• Task item: Pick up the article below on UK employment and pay figures after its last sentence and continue it.

• Document segment:
Stalling economic growth has not yet taken the heat out of the UK labour market, according to official data on Tuesday that showed the number of full-time employees at a record high, redundancies at record lows and the number of unfilled jobs at a new record of 1.3mn.
The figures, released by the Office for National Statistics, also showed that pay fell sharply in real terms in April, the month when regulated energy prices jumped, although big bonus payments helped average UK earnings keep pace with inflation over the three month period.
The employment rate rose to 75.6 per cent in the three months to April, up 0.2 percentage points on the quarter, although 0.9 percentage points below pre-pandemic level, because the number of part-time employees and self-employed workers has not recovered.
The data showed that at least some people who have left the workforce since the start of the pandemic are beginning to return, with young people who had stayed in full-time education when job openings dried up now entering employment, driving a small drop in the economic inactivity rate.

• Data provided:

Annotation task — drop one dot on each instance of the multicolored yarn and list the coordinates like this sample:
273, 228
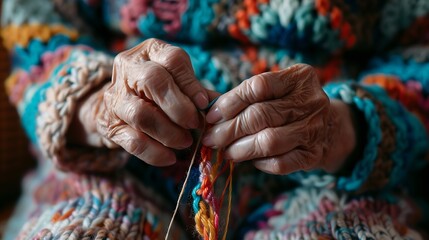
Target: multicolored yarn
79, 206
315, 213
51, 73
409, 95
205, 204
84, 71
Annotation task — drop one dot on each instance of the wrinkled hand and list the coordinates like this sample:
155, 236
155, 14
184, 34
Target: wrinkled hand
283, 121
150, 104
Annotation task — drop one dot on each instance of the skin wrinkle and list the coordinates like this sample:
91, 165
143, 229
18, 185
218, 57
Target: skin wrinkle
257, 133
148, 83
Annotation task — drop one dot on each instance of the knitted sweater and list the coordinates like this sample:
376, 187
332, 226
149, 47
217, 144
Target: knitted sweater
373, 55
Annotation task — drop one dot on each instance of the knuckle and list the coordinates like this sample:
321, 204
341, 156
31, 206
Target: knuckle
268, 143
177, 53
281, 167
137, 147
120, 58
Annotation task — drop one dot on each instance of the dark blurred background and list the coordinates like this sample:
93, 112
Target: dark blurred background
15, 158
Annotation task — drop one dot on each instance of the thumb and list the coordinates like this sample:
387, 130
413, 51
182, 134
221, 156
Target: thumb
177, 62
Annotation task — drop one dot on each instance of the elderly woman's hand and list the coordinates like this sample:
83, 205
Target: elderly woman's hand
284, 122
149, 107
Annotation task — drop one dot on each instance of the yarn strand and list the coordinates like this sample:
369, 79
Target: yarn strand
186, 180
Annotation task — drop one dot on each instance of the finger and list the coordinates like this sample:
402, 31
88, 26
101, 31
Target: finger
142, 146
178, 64
287, 163
150, 80
262, 87
266, 143
146, 117
212, 94
253, 119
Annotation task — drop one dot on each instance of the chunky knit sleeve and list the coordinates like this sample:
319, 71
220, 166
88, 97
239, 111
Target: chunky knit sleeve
53, 65
393, 98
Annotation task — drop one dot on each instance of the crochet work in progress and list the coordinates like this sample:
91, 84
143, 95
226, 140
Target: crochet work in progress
63, 50
205, 204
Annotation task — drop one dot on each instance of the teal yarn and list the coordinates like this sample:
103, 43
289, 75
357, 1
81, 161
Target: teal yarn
30, 110
31, 55
405, 70
411, 137
191, 29
196, 198
365, 166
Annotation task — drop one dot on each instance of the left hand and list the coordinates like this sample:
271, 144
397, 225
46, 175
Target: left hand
282, 121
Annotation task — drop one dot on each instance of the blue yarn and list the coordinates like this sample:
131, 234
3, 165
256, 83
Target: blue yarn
30, 112
150, 26
365, 166
136, 215
191, 29
197, 198
27, 57
411, 137
405, 70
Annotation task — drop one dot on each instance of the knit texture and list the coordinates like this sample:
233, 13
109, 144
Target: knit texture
62, 49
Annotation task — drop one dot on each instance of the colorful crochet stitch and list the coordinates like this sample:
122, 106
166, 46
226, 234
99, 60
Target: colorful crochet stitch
372, 55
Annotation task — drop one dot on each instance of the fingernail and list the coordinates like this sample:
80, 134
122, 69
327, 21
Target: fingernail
208, 141
193, 122
214, 116
201, 100
187, 142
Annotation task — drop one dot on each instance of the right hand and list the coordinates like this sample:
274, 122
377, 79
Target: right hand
151, 104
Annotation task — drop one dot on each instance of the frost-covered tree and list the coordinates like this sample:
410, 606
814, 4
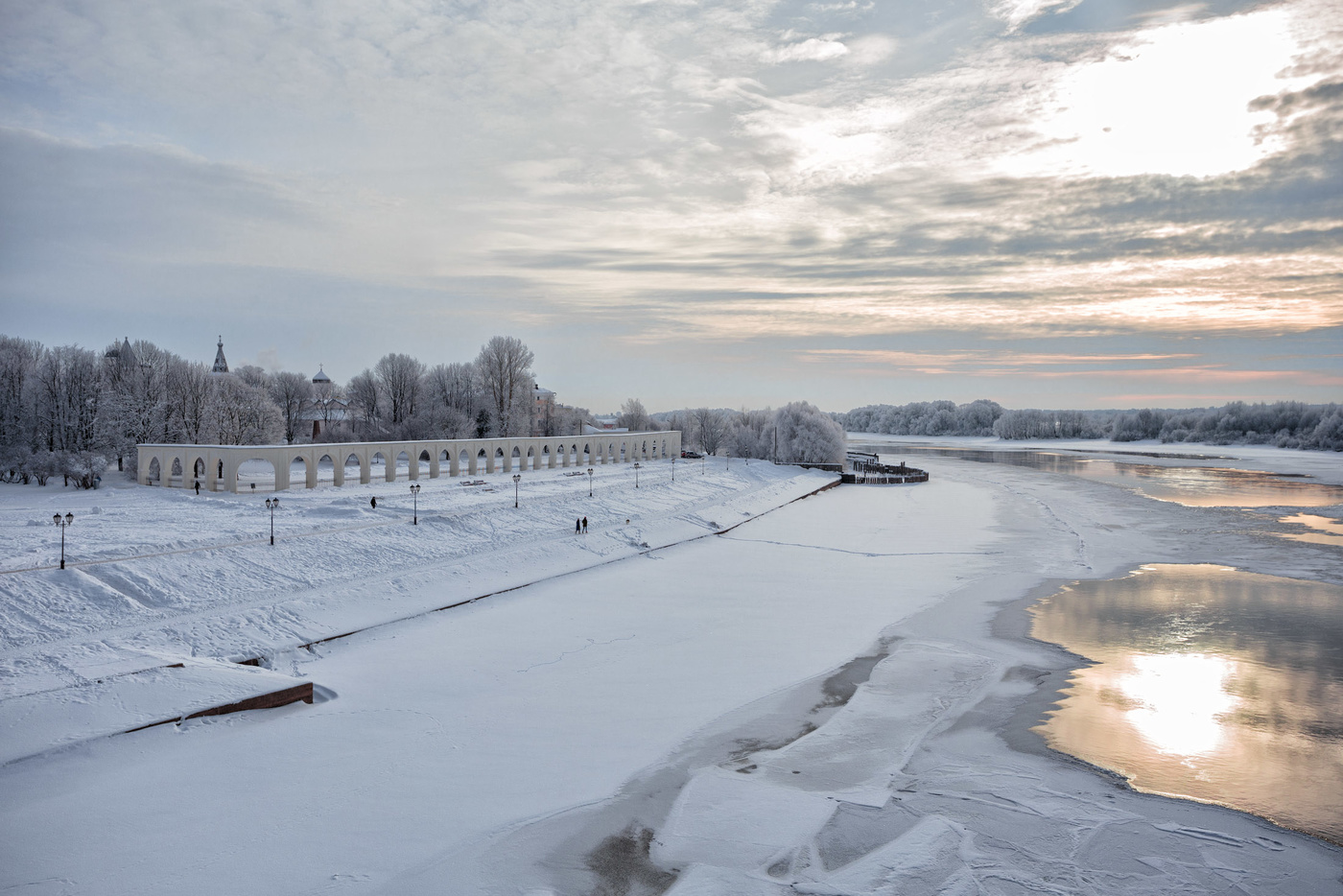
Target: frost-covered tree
17, 365
504, 368
365, 405
242, 413
399, 378
809, 434
633, 416
709, 429
751, 434
188, 389
69, 393
291, 392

• Task response:
Kitty Ussher, chief economist at the Institute of Directors, said this was “encouraging for businesses that were struggling to fill vacancies”, as it should make future job openings easier to fill and reduce inflationary pressure. She added that there were also “early signs that the labour market is beginning to settle”, with the rate of hiring slowing and a small rise in short-term unemployment.
The overall unemployment rate stood at 3.8 per cent, slightly above the 50-year low reached the previous month, but still lower than when the pandemic struck.
UK chancellor Rishi Sunak said the figures showed the jobs market remained robust, adding that helping people into better jobs was the best way to support them in the long term, although the government was also providing “immediate help with rising prices”.
The ONS data showed average regular earnings fell by 2.2 per cent in real terms in the three months to April, as inflation eroded the value of pay settlements. However, strong bonus payments — concentrated in the financial sector — kept total pay growth slightly ahead of inflation.
The data will reinforce the case for the Monetary Policy Committee to raise interest rates again when it meets this week. The Bank of England made it clear in its May forecasts it believed unemployment would need to rise and household income would need to fall in real terms if inflation was to return to its 2 per cent target in the medium term.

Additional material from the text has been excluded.